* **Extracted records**
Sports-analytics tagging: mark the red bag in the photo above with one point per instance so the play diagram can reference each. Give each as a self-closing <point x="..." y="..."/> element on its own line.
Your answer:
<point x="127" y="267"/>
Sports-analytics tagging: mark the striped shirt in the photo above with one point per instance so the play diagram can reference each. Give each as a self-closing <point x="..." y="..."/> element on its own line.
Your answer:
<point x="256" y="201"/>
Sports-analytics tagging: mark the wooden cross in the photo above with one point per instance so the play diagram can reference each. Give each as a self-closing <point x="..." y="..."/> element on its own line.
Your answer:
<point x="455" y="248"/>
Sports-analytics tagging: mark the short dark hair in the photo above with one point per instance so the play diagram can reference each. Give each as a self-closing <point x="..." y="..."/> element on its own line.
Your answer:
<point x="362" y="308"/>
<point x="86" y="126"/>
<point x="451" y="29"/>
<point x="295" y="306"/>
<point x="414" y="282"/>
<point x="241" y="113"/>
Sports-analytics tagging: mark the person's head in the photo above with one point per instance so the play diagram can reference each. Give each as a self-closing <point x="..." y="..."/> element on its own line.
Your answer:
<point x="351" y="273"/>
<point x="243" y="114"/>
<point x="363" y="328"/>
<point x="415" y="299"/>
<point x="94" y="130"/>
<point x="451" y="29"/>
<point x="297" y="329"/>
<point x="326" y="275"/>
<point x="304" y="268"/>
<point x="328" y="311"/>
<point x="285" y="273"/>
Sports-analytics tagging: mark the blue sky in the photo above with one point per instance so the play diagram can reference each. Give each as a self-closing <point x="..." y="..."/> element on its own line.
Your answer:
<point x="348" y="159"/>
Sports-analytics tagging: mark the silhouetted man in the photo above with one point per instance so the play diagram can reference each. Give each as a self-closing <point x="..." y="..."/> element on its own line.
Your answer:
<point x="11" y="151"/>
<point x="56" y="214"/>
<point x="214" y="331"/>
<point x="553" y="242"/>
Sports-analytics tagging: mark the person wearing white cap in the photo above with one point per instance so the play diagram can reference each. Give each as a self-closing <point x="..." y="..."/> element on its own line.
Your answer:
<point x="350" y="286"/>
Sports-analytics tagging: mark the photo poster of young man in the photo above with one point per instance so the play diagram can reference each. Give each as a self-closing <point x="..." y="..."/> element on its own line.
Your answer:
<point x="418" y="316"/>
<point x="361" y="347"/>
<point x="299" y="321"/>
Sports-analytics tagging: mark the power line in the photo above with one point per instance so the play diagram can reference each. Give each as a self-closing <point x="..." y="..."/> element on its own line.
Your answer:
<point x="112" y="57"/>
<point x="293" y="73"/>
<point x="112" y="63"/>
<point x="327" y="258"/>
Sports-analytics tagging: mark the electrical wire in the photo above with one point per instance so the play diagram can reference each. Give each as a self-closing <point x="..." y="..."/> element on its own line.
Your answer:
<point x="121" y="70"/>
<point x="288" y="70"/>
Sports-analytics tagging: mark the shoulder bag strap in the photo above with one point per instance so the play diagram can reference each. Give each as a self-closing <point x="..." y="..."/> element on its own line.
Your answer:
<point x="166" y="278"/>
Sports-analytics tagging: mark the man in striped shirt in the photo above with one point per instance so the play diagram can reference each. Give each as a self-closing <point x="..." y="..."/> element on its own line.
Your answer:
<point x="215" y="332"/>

* **Task requirements**
Repeat the data in full, keeping each word exactly as it is.

* **Response to the exercise**
Sports-analytics tagging: mark the red bag in the photo above with one point per instance so the play diagram can reference each. Give each as a self-closing <point x="..." y="..."/> element on its own line.
Your answer:
<point x="127" y="267"/>
Sports-analytics tagging: mark the striped shirt in the photo above with one point per instance so the play diagram can reference each. Give each as a self-closing <point x="..." y="..."/> element on its own line.
Your answer:
<point x="256" y="201"/>
Sports-analytics tagging: mark the wooden cross in the photo above with one point per instance so the play diagram can reference each. Give each as a self-closing <point x="..." y="..."/> element on its own line.
Your answer:
<point x="455" y="248"/>
Sports-analytics tagging: mark the short dark hair in the photo above with one point per instance so the play diagram can reference each. Give each as a self-closing <point x="..." y="..."/> element on its own line.
Your answer:
<point x="362" y="308"/>
<point x="86" y="126"/>
<point x="451" y="29"/>
<point x="295" y="306"/>
<point x="414" y="282"/>
<point x="241" y="113"/>
Sports-analytics tagging: mark the person's head in the photo above with one point per instance so the play diagram can reference each. Give each as a self-closing <point x="..." y="..."/> element on its own line.
Your answer:
<point x="351" y="273"/>
<point x="243" y="114"/>
<point x="363" y="328"/>
<point x="415" y="299"/>
<point x="94" y="130"/>
<point x="451" y="29"/>
<point x="297" y="329"/>
<point x="326" y="275"/>
<point x="304" y="268"/>
<point x="328" y="311"/>
<point x="285" y="273"/>
Sports-analytics tagging: mark the blue sky in the photo above with one point per instance so the play diagram can reference each. Give each as a self-closing <point x="..." y="..."/> element on its own line.
Your answer:
<point x="348" y="159"/>
Sports-analytics tagging: mark the silhouetted man in the photo above with one point per instance so the play diagram can reference each. Give each as a self-closing <point x="..." y="..."/> element on its own line.
Your answer:
<point x="11" y="151"/>
<point x="56" y="214"/>
<point x="214" y="331"/>
<point x="553" y="242"/>
Sports-analytics tagging: mark the person wearing white cap in the photo above with one point per instance so the play diagram can reference each. Give each as a self-closing <point x="..." y="..."/> element on its own line.
Your answer:
<point x="350" y="286"/>
Sports-analytics tagging: mark the photo poster of young man in the photo above with one point per instance so the play diagram can reference each. Give each as a self-closing <point x="..." y="..."/> element on its own line.
Your answer:
<point x="418" y="316"/>
<point x="361" y="347"/>
<point x="299" y="321"/>
Sports-analytics tagging: mark the power line in the photo above with one point per instance so the play diagram can reference each. Give each as a self-closing <point x="..." y="..."/> element on its own line.
Your answer:
<point x="112" y="57"/>
<point x="293" y="73"/>
<point x="112" y="63"/>
<point x="327" y="258"/>
Sports-analytics tagging: mark the electrical wire in the photo above with one point per instance so the play diagram can reference each. Give each as a self-closing <point x="..." y="..."/> element on its own line.
Your answer:
<point x="121" y="70"/>
<point x="288" y="70"/>
Sports-analytics tagging: mark the shoulder bag strap in the photo above with one point per instance so the play diagram can reference each. Give each as a self-closing <point x="..." y="..."/> element on its own line.
Your answer:
<point x="166" y="278"/>
Sports-analytics tagging: mark the man in striped shirt in the photo above with one point per instance so the play diagram can reference each. Give each as a self-closing <point x="..." y="..."/> element on its own line.
Your answer:
<point x="215" y="332"/>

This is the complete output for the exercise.